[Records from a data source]
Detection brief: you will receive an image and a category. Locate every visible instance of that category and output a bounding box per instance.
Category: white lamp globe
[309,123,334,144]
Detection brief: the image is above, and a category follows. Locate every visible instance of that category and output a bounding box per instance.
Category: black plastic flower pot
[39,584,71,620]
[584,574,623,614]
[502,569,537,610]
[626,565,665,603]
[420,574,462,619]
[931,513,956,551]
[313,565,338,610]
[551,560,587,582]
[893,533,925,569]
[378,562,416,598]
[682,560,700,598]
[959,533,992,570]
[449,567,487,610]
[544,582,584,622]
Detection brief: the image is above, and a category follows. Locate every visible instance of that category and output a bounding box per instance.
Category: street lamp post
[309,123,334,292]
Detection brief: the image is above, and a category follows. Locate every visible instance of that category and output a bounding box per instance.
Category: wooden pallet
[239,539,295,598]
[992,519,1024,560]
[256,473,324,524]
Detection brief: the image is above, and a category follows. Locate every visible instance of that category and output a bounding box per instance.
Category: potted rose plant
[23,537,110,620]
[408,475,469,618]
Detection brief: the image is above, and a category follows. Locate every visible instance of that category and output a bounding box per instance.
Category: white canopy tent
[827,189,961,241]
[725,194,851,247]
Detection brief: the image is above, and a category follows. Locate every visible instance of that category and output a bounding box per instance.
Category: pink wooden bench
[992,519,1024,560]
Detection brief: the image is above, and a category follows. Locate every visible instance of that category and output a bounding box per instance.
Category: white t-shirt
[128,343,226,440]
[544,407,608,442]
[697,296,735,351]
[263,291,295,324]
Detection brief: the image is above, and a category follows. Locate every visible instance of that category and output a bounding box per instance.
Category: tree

▶ Problem description
List every line in the data above that contains the word "wooden".

▶ Response to the exercise
Category: wooden pallet
Category: pink wooden bench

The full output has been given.